**Document section**
Treatment outcomes of congenital pseudarthrosis of the tibia at Beit CURE International Hospital in Blantyre, Malawi
Congenital pseudarthrosis of the tibia (CPT) is a rare condition. The natural history of CPT includes persistent instability and progressive deformity. Several CPT treatment methods have been practiced, however, in Africa where there is scarce information on the modalities of treatment available and their outcomes.
A retrospective cross-sectional study which was conducted among patients with CPT at Beit Cure International Hospital (BCIH), Malawi. Forty-four patients were recruited in this study and their treatment modalities and outcomes were analyzed.

**Dataset content**
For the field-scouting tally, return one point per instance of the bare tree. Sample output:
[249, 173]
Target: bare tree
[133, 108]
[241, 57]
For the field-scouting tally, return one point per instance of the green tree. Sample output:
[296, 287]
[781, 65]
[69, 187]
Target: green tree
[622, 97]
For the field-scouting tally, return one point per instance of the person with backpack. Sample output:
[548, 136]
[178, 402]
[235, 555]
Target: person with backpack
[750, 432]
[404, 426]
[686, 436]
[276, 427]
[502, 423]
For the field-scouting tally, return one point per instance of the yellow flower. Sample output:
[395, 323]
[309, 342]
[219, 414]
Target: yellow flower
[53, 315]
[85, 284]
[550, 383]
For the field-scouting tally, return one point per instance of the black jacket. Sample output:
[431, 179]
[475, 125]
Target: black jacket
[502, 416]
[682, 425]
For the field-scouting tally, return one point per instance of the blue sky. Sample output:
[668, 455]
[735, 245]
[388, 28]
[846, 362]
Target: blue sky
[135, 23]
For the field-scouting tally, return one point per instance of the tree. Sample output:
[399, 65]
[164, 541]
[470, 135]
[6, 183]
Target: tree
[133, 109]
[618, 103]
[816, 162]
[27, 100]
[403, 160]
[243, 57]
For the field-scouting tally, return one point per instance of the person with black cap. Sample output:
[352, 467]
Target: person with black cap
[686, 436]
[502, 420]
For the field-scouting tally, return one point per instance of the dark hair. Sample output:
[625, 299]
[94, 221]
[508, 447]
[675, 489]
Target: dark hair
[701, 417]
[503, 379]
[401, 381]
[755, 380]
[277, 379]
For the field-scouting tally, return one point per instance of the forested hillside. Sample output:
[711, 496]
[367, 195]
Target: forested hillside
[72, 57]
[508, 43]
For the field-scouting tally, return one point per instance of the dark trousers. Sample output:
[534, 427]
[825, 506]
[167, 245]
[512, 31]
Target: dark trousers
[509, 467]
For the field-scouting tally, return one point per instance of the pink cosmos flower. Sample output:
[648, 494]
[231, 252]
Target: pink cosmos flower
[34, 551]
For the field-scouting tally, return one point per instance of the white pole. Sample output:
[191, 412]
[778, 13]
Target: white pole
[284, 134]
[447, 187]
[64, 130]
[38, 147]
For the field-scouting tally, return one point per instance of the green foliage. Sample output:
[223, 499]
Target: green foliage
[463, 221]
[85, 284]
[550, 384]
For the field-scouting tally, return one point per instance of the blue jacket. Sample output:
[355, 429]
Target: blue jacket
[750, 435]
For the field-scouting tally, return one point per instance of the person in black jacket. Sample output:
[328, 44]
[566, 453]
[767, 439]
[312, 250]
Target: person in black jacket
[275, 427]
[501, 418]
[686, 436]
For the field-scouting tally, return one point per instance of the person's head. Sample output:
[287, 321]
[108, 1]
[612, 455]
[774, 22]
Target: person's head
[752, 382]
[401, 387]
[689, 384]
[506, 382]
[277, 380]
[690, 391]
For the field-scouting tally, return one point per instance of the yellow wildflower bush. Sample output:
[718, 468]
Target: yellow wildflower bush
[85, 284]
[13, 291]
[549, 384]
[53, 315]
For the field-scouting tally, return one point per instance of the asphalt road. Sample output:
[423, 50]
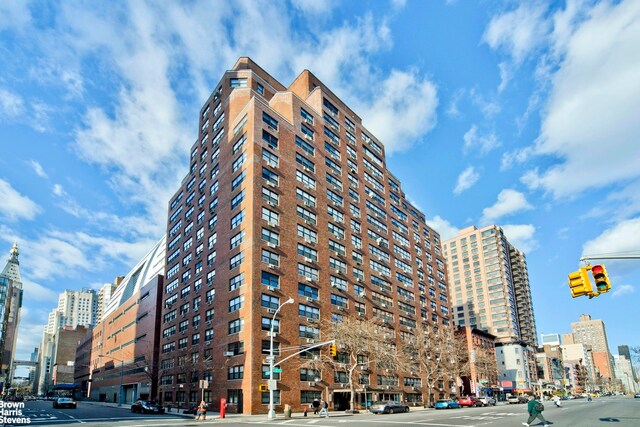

**Exercise 1**
Answer these questions from the study summary on congenital pseudarthrosis of the tibia:
(a) What two features make up the natural history of CPT?
(b) What type of study was conducted at Beit Cure International Hospital?
(c) How many patients were recruited?
**Exercise 2**
Extend the study summary on congenital pseudarthrosis of the tibia, picking up after its last sentence.

**Exercise response 1**
(a) Persistent instability and progressive deformity.
(b) A retrospective cross-sectional study.
(c) Forty-four.

**Exercise response 2**
Out of 44 patients recruited in this study, majority (63.6%) were male. The majority of cases were stage 4 congenital tibia pseudarthrosis by Crawford classification. Most patients were treated by more than one surgical modality; however, surgical excision and intramedullary rodding was commonly used (54.7%). The outcomes of treatment were good in 5%, fair in 30%, with amputation in 45% and poor outcomes in 20% of the patients. Complications developed in 60% of patients, predominated by limb length discrepancy. The foot and ankle status were rated by Oxford Foot and Ankle scoring system (OxFAQ).
Congenital pseudarthrosis of the tibia is a complex congenital disorder with multiple modalities of treatment. Majority of the patients were treated by more than one operation. Some patients ended up with amputation or poor outcome. Limb length discrepancy, deep infection and pin tract infection are among the common complications.